____ Passage

8

I have database with few hundred millions of rows. I'm running the following query:

select * from "Payments" as p
inner join "PaymentOrders" as po
on po."Id" = p."PaymentOrderId"
inner join "Users" as u
On u."Id" = po."UserId"
INNER JOIN "Roles" as r
on u."RoleId" = r."Id"
Where r."Name" = 'Moses'
LIMIT 1000

When the where clause finds a match in database, I get the result in several milliseconds, but if I modify the query and specify a non-existent r."Name" in where clause, it takes too much time to complete. I guess that PostgreSQL is doing a sequential scan on the Payments table (which contains the most rows), comparing each row one by one.

Isn't postgresql smart enough to check first if Roles table contains any row with Name 'Moses'?

Roles table contains only 15 row, while Payments contains ~350 million.

I'm running PostgreSQL 9.2.1.

BTW, this same query on the same schema/data takes 0.024ms to complete on MS SQL Server.

I'll update the question and post EXPLAIN ANALYSE data in a few hours.


Here'e explain analyse results: http://explain.depesz.com/s/7e7


And here's server configuration:

version PostgreSQL 9.2.1, compiled by Visual C++ build 1600, 64-bit
client_encoding UNICODE
effective_cache_size    4500MB
fsync   on
lc_collate  English_United States.1252
lc_ctype    English_United States.1252
listen_addresses    *
log_destination stderr
log_line_prefix %t 
logging_collector   on
max_connections 100
max_stack_depth 2MB
port    5432
search_path dbo, "$user", public
server_encoding UTF8
shared_buffers  1500MB
TimeZone    Asia/Tbilisi
wal_buffers 16MB
work_mem    10MB

I'm running postgresql on a i5 cpu (4 core, 3.3 GHz), 8 GB of RAM and Crucial m4 SSD 128GB


UPDATE This looks like a bug in query planner. With the recomendation of Erwin Brandstetter I reported it to Postgresql bugs mailing list.

________
____ Data for this exercise

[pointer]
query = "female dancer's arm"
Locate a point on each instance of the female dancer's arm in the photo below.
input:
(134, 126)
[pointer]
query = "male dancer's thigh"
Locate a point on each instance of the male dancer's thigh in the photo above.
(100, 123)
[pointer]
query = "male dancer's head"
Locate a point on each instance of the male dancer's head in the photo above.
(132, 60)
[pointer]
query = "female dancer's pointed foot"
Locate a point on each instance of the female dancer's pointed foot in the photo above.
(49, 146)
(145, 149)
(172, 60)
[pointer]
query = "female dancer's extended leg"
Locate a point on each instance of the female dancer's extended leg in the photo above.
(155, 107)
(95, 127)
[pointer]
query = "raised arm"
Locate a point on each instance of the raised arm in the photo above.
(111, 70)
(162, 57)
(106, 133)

________
____ Data for this exercise

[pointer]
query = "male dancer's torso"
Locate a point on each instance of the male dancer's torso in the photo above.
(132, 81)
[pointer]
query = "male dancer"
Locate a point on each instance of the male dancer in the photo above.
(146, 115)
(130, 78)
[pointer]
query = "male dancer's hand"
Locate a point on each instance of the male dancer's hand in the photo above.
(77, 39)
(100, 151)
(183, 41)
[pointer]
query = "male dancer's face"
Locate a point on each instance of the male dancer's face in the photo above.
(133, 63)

________
____ Data for this exercise

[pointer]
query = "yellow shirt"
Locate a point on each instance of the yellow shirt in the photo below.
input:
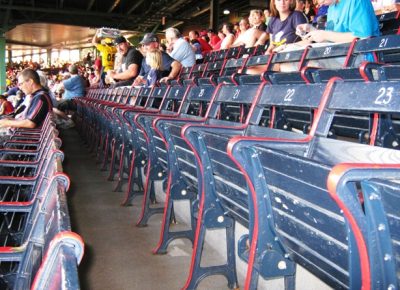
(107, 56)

________

▶ Objectives
**A.** Copy out the entire PostgreSQL join question, word for word.
**B.** Count the lines of the records that contain the string "shirt", and reply with the number alone.

▶ Worked answers
**A.**
8

I have database with few hundred millions of rows. I'm running the following query:

select * from "Payments" as p
inner join "PaymentOrders" as po
on po."Id" = p."PaymentOrderId"
inner join "Users" as u
On u."Id" = po."UserId"
INNER JOIN "Roles" as r
on u."RoleId" = r."Id"
Where r."Name" = 'Moses'
LIMIT 1000

When the where clause finds a match in database, I get the result in several milliseconds, but if I modify the query and specify a non-existent r."Name" in where clause, it takes too much time to complete. I guess that PostgreSQL is doing a sequential scan on the Payments table (which contains the most rows), comparing each row one by one.

Isn't postgresql smart enough to check first if Roles table contains any row with Name 'Moses'?

Roles table contains only 15 row, while Payments contains ~350 million.

I'm running PostgreSQL 9.2.1.

BTW, this same query on the same schema/data takes 0.024ms to complete on MS SQL Server.

I'll update the question and post EXPLAIN ANALYSE data in a few hours.


Here'e explain analyse results: http://explain.depesz.com/s/7e7


And here's server configuration:

version PostgreSQL 9.2.1, compiled by Visual C++ build 1600, 64-bit
client_encoding UNICODE
effective_cache_size    4500MB
fsync   on
lc_collate  English_United States.1252
lc_ctype    English_United States.1252
listen_addresses    *
log_destination stderr
log_line_prefix %t 
logging_collector   on
max_connections 100
max_stack_depth 2MB
port    5432
search_path dbo, "$user", public
server_encoding UTF8
shared_buffers  1500MB
TimeZone    Asia/Tbilisi
wal_buffers 16MB
work_mem    10MB

I'm running postgresql on a i5 cpu (4 core, 3.3 GHz), 8 GB of RAM and Crucial m4 SSD 128GB


UPDATE This looks like a bug in query planner. With the recomendation of Erwin Brandstetter I reported it to Postgresql bugs mailing list.

**B.** 2